What should you transcribe? Every line from the top of the records below through the line with "Target: staircase", exactly, and no pictures.

Stored data entries
:::
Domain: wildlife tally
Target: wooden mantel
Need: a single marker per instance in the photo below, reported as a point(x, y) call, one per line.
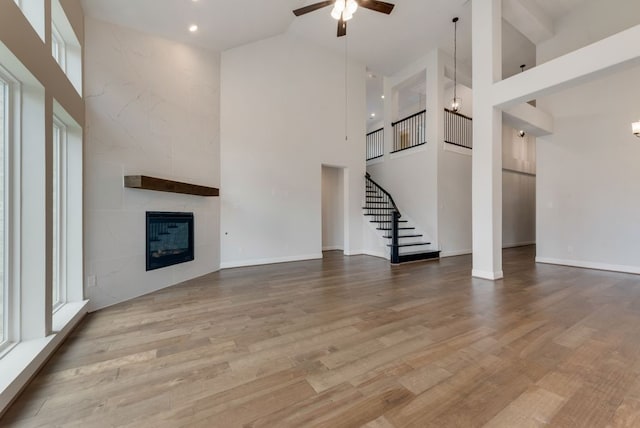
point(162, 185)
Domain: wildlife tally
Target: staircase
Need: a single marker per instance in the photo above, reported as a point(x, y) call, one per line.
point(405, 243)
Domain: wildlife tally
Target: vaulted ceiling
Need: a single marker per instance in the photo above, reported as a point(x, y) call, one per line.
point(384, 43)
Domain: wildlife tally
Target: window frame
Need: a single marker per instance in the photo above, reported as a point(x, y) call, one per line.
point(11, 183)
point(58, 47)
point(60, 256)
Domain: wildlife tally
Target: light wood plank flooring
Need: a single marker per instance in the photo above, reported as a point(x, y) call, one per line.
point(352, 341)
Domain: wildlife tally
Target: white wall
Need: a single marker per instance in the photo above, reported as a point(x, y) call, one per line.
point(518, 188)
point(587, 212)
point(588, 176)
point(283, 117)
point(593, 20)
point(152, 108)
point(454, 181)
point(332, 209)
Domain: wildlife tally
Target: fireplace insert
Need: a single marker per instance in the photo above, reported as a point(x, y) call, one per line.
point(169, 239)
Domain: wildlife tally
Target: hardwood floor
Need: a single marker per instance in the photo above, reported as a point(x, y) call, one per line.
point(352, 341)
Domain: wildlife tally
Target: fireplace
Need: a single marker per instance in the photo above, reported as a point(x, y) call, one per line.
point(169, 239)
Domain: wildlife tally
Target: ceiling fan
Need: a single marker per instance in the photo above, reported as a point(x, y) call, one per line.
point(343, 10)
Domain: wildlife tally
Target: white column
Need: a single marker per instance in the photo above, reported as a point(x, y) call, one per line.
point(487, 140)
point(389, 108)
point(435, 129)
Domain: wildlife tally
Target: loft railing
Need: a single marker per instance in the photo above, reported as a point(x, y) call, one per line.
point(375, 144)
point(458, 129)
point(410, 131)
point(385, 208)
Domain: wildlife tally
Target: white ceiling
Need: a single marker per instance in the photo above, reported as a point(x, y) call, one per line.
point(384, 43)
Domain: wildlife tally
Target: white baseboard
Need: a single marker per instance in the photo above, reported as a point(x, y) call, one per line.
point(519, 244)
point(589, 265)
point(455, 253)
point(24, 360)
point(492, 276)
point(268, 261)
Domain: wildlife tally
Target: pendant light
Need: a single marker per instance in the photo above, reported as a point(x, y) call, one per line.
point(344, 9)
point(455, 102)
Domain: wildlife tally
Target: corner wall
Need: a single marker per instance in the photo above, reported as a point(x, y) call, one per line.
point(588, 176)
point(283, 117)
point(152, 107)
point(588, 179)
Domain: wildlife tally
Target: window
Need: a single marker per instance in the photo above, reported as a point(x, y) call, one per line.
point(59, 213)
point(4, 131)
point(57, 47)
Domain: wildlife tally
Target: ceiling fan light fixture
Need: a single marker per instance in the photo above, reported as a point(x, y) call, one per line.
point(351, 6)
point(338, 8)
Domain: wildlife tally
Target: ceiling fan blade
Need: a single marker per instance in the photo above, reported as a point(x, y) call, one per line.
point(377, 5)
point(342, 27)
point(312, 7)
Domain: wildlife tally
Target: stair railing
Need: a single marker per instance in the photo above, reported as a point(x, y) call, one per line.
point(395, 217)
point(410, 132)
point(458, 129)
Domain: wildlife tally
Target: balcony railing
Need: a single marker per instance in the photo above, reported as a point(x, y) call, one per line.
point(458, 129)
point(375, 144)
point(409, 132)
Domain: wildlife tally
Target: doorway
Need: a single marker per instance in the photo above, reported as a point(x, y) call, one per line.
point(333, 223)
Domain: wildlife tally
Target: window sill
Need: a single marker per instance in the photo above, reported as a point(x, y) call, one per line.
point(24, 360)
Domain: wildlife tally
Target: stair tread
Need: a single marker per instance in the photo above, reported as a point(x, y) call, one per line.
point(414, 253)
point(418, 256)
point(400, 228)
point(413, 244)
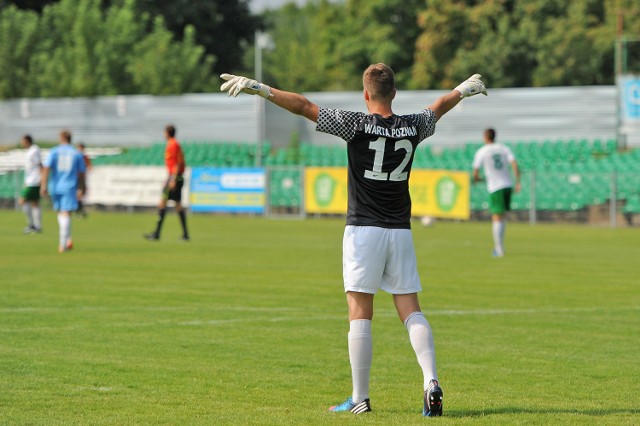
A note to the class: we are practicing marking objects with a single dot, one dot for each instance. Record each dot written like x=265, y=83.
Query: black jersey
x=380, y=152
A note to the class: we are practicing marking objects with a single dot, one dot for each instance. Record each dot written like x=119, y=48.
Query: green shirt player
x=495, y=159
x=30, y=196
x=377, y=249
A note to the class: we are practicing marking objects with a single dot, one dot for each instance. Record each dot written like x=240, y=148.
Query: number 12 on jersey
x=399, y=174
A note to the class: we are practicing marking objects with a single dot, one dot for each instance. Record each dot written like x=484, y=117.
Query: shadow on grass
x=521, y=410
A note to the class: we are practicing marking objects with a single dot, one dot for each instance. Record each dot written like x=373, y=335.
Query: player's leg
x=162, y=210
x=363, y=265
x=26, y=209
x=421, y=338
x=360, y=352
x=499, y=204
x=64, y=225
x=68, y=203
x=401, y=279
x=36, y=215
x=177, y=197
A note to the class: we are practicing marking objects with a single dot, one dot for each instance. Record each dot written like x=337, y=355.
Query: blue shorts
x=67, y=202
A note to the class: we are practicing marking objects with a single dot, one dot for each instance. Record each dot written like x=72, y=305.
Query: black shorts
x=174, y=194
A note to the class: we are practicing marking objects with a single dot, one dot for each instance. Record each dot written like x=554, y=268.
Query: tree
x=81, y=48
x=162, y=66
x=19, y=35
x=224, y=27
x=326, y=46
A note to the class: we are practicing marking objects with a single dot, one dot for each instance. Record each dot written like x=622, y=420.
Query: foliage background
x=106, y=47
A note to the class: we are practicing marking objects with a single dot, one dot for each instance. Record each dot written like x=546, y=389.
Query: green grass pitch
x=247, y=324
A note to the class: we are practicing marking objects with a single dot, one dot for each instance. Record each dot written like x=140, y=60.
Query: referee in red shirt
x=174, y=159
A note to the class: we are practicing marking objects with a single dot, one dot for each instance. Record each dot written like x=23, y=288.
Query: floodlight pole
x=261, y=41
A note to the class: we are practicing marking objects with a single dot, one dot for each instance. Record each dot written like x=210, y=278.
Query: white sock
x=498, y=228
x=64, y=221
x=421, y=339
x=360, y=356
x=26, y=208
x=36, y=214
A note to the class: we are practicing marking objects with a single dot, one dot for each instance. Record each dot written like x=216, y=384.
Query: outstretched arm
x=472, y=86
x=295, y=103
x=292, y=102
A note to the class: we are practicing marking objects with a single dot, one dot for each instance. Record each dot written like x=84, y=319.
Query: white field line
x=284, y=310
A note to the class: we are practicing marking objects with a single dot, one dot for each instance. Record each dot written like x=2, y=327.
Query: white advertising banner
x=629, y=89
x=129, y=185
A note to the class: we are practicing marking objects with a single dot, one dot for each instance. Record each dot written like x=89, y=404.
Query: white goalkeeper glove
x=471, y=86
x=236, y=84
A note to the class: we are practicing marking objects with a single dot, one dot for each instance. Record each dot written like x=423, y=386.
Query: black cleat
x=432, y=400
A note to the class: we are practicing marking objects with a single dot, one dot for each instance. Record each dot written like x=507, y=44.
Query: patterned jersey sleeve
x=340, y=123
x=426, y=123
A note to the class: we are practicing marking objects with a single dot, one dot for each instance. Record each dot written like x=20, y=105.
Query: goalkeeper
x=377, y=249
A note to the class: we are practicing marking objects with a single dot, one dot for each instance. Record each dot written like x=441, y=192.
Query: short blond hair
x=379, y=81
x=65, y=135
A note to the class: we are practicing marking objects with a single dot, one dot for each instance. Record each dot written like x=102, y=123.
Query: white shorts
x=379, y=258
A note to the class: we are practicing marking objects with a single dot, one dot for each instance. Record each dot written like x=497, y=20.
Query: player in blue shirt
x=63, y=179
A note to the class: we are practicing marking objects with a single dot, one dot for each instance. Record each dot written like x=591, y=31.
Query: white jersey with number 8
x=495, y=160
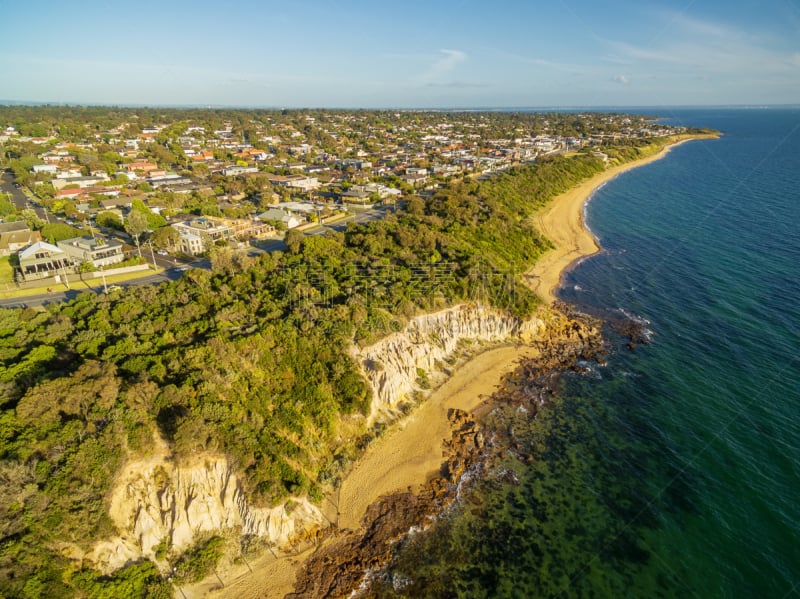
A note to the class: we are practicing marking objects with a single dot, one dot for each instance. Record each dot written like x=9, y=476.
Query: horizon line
:::
• [Result]
Domain: wildlife tally
Target: wooden mantel
Need: a single marker per instance in the photo below, reported as a point(x, y) call, one per line.
point(162, 185)
Domain: wildlife tally
Target: staircase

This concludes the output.